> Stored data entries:
+-------+
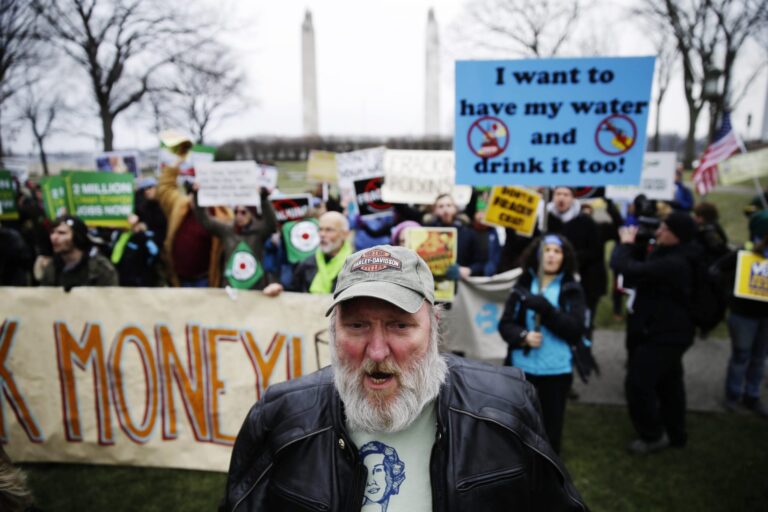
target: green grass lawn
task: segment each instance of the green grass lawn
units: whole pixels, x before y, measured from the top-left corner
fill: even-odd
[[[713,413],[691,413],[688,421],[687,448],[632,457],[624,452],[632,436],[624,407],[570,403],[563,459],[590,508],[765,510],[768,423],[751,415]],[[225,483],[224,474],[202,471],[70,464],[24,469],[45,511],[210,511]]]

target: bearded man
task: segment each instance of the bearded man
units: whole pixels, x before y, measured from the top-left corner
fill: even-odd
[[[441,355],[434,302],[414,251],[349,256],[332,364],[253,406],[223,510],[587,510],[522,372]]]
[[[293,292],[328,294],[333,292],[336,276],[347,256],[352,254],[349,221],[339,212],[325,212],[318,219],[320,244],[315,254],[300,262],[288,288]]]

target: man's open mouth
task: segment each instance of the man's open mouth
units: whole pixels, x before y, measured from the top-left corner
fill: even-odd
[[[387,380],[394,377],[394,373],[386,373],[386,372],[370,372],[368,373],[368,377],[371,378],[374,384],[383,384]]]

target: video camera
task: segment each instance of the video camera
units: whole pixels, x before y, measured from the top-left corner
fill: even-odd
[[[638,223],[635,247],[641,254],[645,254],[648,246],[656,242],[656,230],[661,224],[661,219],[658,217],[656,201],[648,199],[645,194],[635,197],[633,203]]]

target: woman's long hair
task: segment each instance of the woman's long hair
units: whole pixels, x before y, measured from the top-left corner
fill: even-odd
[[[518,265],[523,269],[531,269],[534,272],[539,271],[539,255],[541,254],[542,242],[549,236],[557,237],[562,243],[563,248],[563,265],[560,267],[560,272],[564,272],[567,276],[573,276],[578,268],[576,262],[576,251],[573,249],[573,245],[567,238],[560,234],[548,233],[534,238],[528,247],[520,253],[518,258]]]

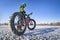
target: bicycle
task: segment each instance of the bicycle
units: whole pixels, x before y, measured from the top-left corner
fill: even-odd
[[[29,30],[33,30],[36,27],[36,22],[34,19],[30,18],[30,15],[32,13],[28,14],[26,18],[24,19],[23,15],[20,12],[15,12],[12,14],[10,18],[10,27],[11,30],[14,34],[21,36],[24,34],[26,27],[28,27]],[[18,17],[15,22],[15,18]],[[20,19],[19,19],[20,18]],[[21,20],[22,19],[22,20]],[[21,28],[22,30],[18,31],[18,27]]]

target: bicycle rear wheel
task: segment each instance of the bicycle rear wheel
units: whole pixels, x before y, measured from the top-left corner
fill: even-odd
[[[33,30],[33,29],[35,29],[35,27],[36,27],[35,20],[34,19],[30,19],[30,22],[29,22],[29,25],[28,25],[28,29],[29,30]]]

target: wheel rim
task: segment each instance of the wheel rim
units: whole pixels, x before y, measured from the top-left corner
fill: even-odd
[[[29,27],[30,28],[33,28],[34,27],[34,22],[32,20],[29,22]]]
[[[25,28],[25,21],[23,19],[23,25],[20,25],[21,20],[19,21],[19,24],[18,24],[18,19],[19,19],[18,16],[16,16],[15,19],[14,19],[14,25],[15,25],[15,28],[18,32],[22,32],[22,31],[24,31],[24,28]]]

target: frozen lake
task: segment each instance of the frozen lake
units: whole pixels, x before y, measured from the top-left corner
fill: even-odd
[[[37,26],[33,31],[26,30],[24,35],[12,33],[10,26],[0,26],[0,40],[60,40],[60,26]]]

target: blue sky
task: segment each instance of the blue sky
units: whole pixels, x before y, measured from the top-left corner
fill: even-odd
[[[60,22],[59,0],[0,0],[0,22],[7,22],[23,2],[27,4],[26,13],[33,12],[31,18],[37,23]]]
+-------+
> EXERCISE DETAILS: Working through the records, copy each line in which the word "bearded" appears.

> RESULT:
target: bearded man
task: segment each instance of the bearded man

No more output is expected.